◆ TRAVAIL DEMANDÉ
A. Réécrivez le passage de la critique de Miracle Workers qui s'ouvre sur les mots « Miracle Workers, Simon » et se termine par « originales et drôles. », en substituant « HBO » à « TBS ».
B. D'après la critique de Miracle Workers, quel acteur incarne Dieu dans la première saison ?

◆ EXTRAIT CITÉ
%%

Miracle Workers, Simon Rich (TBS)

Miracle Workers est une drôle de série et une série fort drôle. La première saison est l’adaptation d’un roman écrit par Simon Rich, qui est aussi le créateur de la version télévisée commandée par la chaîne américaine TBS. Au lieu de prolonger cette première saison avec des idées nouvelles, comme c’est souvent le cas, la suite est l’adaptation d’une toute autre nouvelle de l’auteur. On garde le casting, on conserve l’humour décalé, mais l’histoire et l’univers changent du tout au tout. Si vous aimez l’absurde et les décalages comiques, Miracle Workers est une série d’anthologie très réussie jusque-là, avec deux saisons originales et drôles.

La première saison imagine que la Terre a été créée par un Dieu terriblement humain, incarné par Steve Buscemi sous une longue tignasse sale. Il est le CEO de Heaven Inc., une entreprise qui se charge de créer et surtout de gérer la planète et tout ce qui la compose. Des ouvriers se chargent de créer des nuages, des ingénieurs imaginent des animaux aussi absurdes que la giraffe — une sorte de chien avec un long cou, comme le décrit son créateur — ou l’humain et des cadres vérifient que tout le monde fait son boulot correctement. Cette vision un poil ridicule de la Genèse n’est pas radicalement nouvelle, mais Simon Rich l’exploite bien, avec de multiples idées pour la ridiculiser un petit peu plus. Dieu est un enfant pourri gâté qui fait honte à ses parents, qui ne sait absolument rien faire tout seul et qui ne veut plus entendre parler de sa création depuis que les humains ont cessé de croire en lui. Il boude dans sa chambre, située tout en haut de l’entreprise bien évidemment, avec ses assistants qui doivent tout faire pour lui, y compris réchauffer ses plats préparés au micro-ondes. Lassé, il décide finalement de détruire la planète, sauf si le département des miracles parvient à faire embrasser un couple choisi au hasard. Chaque épisode se rapproche de l’Apocalypse et la saison, trop brève, se construit autour des tentatives toujours plus absurdes des anges pour que les deux tourtereaux finissent par s’embrasser.

%%

◆ CONTENU DES DONNÉES
%%

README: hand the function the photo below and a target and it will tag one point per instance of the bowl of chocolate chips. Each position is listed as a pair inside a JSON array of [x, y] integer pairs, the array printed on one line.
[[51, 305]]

%%

◆ ENSEMBLE DES RÉPONSES
A.
Miracle Workers, Simon Rich (HBO)

Miracle Workers est une drôle de série et une série fort drôle. La première saison est l’adaptation d’un roman écrit par Simon Rich, qui est aussi le créateur de la version télévisée commandée par la chaîne américaine HBO. Au lieu de prolonger cette première saison avec des idées nouvelles, comme c’est souvent le cas, la suite est l’adaptation d’une toute autre nouvelle de l’auteur. On garde le casting, on conserve l’humour décalé, mais l’histoire et l’univers changent du tout au tout. Si vous aimez l’absurde et les décalages comiques, Miracle Workers est une série d’anthologie très réussie jusque-là, avec deux saisons originales et drôles.

B. Steve Buscemi incarne Dieu dans la première saison.